··· Supplied data ···

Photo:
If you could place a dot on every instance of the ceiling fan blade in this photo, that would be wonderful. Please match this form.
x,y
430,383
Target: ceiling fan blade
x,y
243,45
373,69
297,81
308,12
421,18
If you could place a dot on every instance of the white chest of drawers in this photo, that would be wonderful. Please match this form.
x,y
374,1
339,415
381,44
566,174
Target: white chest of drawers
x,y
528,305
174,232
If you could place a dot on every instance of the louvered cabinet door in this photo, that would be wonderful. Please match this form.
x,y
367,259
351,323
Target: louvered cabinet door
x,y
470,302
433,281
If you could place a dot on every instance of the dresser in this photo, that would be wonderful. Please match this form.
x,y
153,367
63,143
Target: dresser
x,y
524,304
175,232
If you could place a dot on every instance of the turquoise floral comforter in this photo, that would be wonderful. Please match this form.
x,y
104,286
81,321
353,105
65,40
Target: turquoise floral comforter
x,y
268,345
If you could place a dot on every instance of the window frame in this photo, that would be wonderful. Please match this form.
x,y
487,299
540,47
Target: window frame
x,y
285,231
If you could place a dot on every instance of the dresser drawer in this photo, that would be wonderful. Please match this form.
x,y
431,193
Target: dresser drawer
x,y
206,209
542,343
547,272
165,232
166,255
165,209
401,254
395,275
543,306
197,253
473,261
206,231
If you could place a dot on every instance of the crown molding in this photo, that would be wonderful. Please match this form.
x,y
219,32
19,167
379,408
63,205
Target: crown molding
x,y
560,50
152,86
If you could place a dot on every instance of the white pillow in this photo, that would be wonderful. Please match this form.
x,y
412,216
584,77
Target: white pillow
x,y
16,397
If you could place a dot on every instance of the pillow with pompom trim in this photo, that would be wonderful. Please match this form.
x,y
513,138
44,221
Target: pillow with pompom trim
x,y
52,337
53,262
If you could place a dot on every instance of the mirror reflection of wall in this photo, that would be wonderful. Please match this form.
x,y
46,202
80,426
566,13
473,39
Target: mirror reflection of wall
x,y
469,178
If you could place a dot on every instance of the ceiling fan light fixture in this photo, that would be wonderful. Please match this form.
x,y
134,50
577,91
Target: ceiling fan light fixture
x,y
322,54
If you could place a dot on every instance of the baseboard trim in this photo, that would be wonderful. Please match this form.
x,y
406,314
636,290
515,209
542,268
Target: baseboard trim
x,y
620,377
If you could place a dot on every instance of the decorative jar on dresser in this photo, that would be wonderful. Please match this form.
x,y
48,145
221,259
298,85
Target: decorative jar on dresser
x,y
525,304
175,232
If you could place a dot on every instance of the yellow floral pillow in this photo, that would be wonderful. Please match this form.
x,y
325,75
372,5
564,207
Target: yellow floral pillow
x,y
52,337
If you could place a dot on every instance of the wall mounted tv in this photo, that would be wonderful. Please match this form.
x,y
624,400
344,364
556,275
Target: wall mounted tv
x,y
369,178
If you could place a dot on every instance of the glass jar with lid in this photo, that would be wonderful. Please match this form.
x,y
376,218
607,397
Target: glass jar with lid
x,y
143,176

···

**The problem**
Leave out every line before the one containing "of the crown"; set down that line and all remaining lines of the material exactly.

**Written answer**
If you could place a dot on every instance of the crown molding in this photo, that would be wonderful. Please match this form.
x,y
219,32
19,167
379,408
63,205
Target: crown molding
x,y
560,50
152,86
If you could place a dot on every instance of the white pillow in this photo, that would be wonderful. Please match this form.
x,y
412,216
584,77
Target: white pillow
x,y
16,397
If you could place a dot on every instance of the pillow with pompom trim in this photo, that would be wonderful. Please match this form.
x,y
513,138
44,221
Target: pillow with pompom trim
x,y
52,337
53,262
If you could place a dot on every instance of the mirror reflection of wall in this photo, that would be wonderful. Please match this form.
x,y
46,202
80,426
566,13
473,39
Target: mirror reflection of wall
x,y
469,178
If you could place a dot on every instance of the ceiling fan light fixture in this photo, that would be wonderful. Please match this form.
x,y
134,50
577,91
Target: ceiling fan light fixture
x,y
322,54
If you could place a dot on every instance of the baseboard trim in this photo, that would be wonderful. Please match this form.
x,y
406,314
636,290
515,209
542,268
Target: baseboard trim
x,y
620,377
If you could place a dot on every instance of the decorative jar on dresser in this photo, that would be wonderful. Please match this form.
x,y
48,145
221,259
298,85
Target: decorative jar on dresser
x,y
525,304
175,232
If you could place a dot on every instance of the yellow floral pillow in this photo, that would be wonderful. Please match this form.
x,y
325,75
372,5
564,207
Target: yellow floral pillow
x,y
52,337
If you could place a dot on every instance of the wall mounted tv in this photo, that would be wonderful. Please match this form.
x,y
624,400
344,364
556,275
Target: wall mounted tv
x,y
369,178
If you could place a dot on every instance of the glass jar with lid in this photo, that would be wonderful. Please match this form.
x,y
376,218
607,397
Target: glass jar with lid
x,y
143,176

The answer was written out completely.